TASK PROMPT →
Output every entry exactly as written.

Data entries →
_ _ _ _ _ _ _

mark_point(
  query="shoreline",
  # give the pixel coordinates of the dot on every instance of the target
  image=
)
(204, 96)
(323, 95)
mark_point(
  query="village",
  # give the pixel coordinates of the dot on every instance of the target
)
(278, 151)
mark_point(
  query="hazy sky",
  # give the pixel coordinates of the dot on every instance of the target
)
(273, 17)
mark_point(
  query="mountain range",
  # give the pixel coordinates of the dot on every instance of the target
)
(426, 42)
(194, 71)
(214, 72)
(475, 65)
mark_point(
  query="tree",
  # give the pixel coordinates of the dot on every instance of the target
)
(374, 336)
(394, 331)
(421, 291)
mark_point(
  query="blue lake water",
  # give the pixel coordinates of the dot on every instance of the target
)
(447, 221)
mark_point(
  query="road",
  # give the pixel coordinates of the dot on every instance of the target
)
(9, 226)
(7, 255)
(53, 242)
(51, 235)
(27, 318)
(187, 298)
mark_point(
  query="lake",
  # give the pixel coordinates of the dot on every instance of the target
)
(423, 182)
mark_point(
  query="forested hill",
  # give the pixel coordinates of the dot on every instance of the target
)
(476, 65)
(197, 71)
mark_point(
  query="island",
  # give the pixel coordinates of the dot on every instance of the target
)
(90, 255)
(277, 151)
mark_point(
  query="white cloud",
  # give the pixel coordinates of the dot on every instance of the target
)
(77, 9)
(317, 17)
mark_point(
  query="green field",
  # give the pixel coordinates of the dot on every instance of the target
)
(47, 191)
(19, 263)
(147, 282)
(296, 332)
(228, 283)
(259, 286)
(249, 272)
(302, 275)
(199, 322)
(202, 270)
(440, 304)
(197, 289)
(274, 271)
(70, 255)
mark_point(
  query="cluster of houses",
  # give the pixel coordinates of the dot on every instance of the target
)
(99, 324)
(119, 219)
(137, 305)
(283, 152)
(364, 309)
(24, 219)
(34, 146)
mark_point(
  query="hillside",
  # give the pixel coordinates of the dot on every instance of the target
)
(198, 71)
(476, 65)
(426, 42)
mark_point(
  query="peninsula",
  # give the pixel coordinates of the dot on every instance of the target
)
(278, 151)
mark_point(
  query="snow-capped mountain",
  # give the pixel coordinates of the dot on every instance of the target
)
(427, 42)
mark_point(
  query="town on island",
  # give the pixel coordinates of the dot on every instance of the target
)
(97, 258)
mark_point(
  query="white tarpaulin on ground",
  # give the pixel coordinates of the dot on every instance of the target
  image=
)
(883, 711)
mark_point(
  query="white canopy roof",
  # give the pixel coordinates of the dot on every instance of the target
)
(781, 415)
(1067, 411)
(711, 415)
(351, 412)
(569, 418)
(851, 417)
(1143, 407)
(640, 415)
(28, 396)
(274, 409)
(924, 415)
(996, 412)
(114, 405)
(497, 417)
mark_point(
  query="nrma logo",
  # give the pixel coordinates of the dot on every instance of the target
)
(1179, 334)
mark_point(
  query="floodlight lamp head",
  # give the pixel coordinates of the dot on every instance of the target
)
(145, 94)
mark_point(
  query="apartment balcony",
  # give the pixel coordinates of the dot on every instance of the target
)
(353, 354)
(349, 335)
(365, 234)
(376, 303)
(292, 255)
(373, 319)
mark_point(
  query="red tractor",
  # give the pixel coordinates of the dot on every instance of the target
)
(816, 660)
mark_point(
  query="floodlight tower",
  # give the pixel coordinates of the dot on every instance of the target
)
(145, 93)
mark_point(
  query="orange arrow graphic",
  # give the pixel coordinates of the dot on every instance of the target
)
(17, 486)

_ _ _ _ _ _ _

SOLVED PROBLEM →
mark_point(
  query="shoreline",
  # give the pixel coordinates of the dot on every instance of the target
  image=
)
(204, 96)
(323, 95)
mark_point(
  query="village",
  # give the pixel coordinates of the dot on every instance of the target
)
(278, 151)
mark_point(
  query="hazy sky",
  # give the pixel coordinates of the dot on every instance of the target
)
(273, 17)
mark_point(
  query="mountain range",
  # give the pixel coordinates of the dot on every instance of the target
)
(426, 42)
(194, 71)
(214, 72)
(475, 65)
mark_point(
  query="tree",
  # give the pixel coordinates of the dot on every instance of the target
)
(374, 336)
(394, 331)
(421, 291)
mark_point(
  query="blue lake water",
  # give the pixel coordinates of the dot on every instance of the target
)
(447, 221)
mark_point(
  query="road",
  # give the pixel coordinates of the dot on every instance of the target
)
(9, 226)
(7, 255)
(53, 242)
(51, 235)
(27, 318)
(187, 298)
mark_point(
  query="lake",
  # give the pixel coordinates of the dot on every instance of the target
)
(423, 182)
mark_point(
  query="forested hill",
  # give the pixel coordinates of the dot on every instance of the target
)
(476, 65)
(197, 71)
mark_point(
  query="island",
  # give the pixel coordinates of the dot on every instance of the target
)
(90, 255)
(277, 151)
mark_point(
  query="white cloud",
  # give the pixel coordinates of the dot on every instance of the target
)
(77, 9)
(317, 17)
mark_point(
  query="green field",
  # give the pixel coordinates of the dot on every instance of the target
)
(47, 191)
(19, 263)
(147, 282)
(296, 332)
(228, 283)
(259, 286)
(249, 272)
(302, 275)
(199, 322)
(202, 270)
(440, 304)
(197, 289)
(274, 271)
(70, 255)
mark_point(
  query="cluster of houses",
  # give the pixel coordinates of the dot on every instance of the target
)
(99, 324)
(119, 219)
(137, 305)
(283, 152)
(364, 309)
(24, 219)
(34, 146)
mark_point(
  query="hillside",
  # give the pixel coordinates of the dot on every instance of the target
)
(198, 71)
(476, 65)
(426, 42)
mark_point(
  query="peninsula",
  # give the pixel coordinates of the dot on every instance of the target
)
(278, 151)
mark_point(
  query="snow-capped mountain",
  # give the pixel coordinates of the dot on every instance of the target
)
(427, 42)
mark_point(
  query="town on island",
  # give the pixel coordinates of the dot on every instance of the target
)
(97, 258)
mark_point(
  query="white tarpaulin on ground",
  # give the pixel coordinates of the dot on every instance of the target
  image=
)
(883, 711)
mark_point(
  query="white canopy roof",
  # give the pixel coordinates of the dot on every instance of the target
)
(781, 415)
(1067, 411)
(711, 415)
(351, 412)
(569, 418)
(851, 417)
(1143, 407)
(640, 415)
(28, 396)
(274, 409)
(924, 415)
(996, 412)
(114, 405)
(497, 417)
mark_point(
  query="nrma logo",
  # give the pixel coordinates of the dot on every instance of the target
)
(1179, 334)
mark_point(
  query="floodlight lamp head",
  # give the pixel coordinates of the dot on every instance of the target
)
(145, 94)
mark_point(
  query="apartment balcony",
  # give the pixel coordinates of the dot on every instance of the target
)
(353, 354)
(349, 335)
(365, 234)
(376, 303)
(292, 255)
(373, 319)
mark_point(
  query="red tractor",
  # give the pixel coordinates of the dot on every instance of the target
)
(816, 660)
mark_point(
  query="floodlight tower",
  # give the pixel coordinates of the dot on every instance of the target
)
(145, 93)
mark_point(
  query="orange arrow graphic",
  # give the pixel coordinates of the dot on every instance of the target
)
(17, 486)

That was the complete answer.